(MATERIAL SHOWN begins)

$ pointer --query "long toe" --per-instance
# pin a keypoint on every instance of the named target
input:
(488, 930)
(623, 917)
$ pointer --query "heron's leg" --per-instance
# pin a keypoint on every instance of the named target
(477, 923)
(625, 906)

(MATERIAL SHOWN ends)

* [WHAT YOU WILL DO]: What is wanted is the full set of entries above, reproduced exactly.

* [RESULT OF THIS EXERCISE]:
$ pointer --query "long toe" --per-instance
# pin a keypoint on every instance of the named target
input:
(488, 930)
(623, 917)
$ pointer --query "heron's leg" --per-instance
# pin a keypoint on every instance of the named target
(477, 923)
(625, 906)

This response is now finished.